(Beginning of Provided text)

NM agency wants shift in services for children
ALBUQUERQUE — Establishing a special center to address the immediate needs of victims of child abuse and neglect would help reduce the trauma experienced when children have to be removed from their homes, the head of New Mexico’s child welfare agency told lawmakers Wednesday.
During a meeting in Santa Fe, Children, Youth and Families Secretary Monique Jacobson outlined for the Legislative Finance Committee her plan for building a $30 million wellness center that she said would have the potential to change outcomes for children who enter the protective services system.
Jacobson described scenarios now in which children who haven’t eaten or bathed are loaded up for a quick trip to a fast-food restaurant or carted through office buildings to a makeshift shower closet. Sometimes sleeping in an office is the only option until a foster family can be identified.
There’s no access to basic medical treatment to determine if a child has ever been to the dentist or might have diaper rash.
And when it’s time to reconnect family members, they’re often forced to wait in crowded hallways or dingy conference rooms where the cries of other children or voices of irate parents are hard to ignore.
“As a state, we owe it to these children to do better,” Jacobson said. “We work constantly — and you all work constantly — on addressing the root issues that bring us to this space, but the bottom line is, right now, children are in that situation.”
At any given time, Jacobson said, about 900 children in the state’s most populous county experience what she described. In all, there are more than 2,200 children in state custody.
“While we do need to continue to address the deep root causes, we also need to make sure we’re doing right by these children on a daily basis, that we’re minimizing the trauma,” she said.

(End of Provided text)
(Beginning of Data to examine)

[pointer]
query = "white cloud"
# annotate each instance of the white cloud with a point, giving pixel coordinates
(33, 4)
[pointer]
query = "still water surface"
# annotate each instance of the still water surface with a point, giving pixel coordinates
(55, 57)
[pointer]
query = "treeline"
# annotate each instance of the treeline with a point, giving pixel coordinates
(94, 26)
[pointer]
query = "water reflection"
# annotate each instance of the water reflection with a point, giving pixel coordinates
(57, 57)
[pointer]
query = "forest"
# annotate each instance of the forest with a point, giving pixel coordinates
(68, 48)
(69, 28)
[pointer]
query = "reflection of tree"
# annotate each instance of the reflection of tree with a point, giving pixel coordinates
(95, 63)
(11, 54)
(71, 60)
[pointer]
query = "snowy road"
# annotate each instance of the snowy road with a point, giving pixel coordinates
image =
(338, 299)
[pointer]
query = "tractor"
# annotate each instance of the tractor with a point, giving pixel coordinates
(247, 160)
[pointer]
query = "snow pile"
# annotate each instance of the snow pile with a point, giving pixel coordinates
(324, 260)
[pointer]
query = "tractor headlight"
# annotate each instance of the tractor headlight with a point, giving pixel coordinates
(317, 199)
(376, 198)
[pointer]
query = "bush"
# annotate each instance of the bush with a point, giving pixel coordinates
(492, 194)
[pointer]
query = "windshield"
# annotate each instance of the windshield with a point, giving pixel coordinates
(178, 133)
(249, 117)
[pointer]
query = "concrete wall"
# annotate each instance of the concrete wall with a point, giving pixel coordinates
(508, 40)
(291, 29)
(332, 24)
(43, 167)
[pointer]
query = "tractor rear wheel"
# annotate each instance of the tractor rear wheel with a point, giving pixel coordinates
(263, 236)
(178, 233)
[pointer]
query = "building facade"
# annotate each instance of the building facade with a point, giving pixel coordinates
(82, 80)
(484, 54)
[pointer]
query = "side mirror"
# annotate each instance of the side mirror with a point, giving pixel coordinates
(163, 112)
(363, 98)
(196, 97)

(End of Data to examine)

_Apply what you read:_
a - Summarize the news article in two sentences.
b - Answer these questions using the news article, one line each, with answers marked the same way:
(i) How much would the proposed wellness center cost?
(ii) In what city did Jacobson meet with the Legislative Finance Committee?
(iii) How many children are in state custody in all?
c - Carry on the news article from where it stops.
The listing comes from a separate source.

_Answers provided:_
a - Children, Youth and Families Secretary Monique Jacobson told the Legislative Finance Committee about her plan for a $30 million wellness center meant to reduce the trauma children experience when they are removed from their homes. She described children who haven't eaten or bathed being taken to fast-food restaurants or makeshift shower closets, sometimes sleeping in offices, and lacking basic medical treatment, and she said the state must do right by them daily while still addressing root causes.

b -
(i) $30 million
(ii) Santa Fe
(iii) More than 2,200

c -
The Children, Youth and Families Department has identified a complex of office buildings in Albuquerque that could house the wellness center. A California-based investment company is selling the 348,000-square-foot property for about $10 million and officials estimate it would cost another $20 million for renovations and furnishings.
A mix of general fund dollars, capital outlay and money from the state building bond fund could be used to finance the project.
There would be room for other state agencies to consolidate offices in the complex, officials said.
The agency’s budget request for the next fiscal year includes $5 million for moving expenses and information technology costs related to getting the space ready for nearly 550 employees.
Lawmakers grilled Jacobson about the request, suggesting other property in Albuquerque would be less expensive. They also requested more information, including an in-depth appraisal and environmental review.
Several committee members warned the budget will be tight next year and requests for funding already outweigh expected new revenues.
Jacobson and officials with the state General Services Department said establishing the wellness center is among Gov. Susana Martinez’s priorities and that plans call for it to happen in phases over the next few years.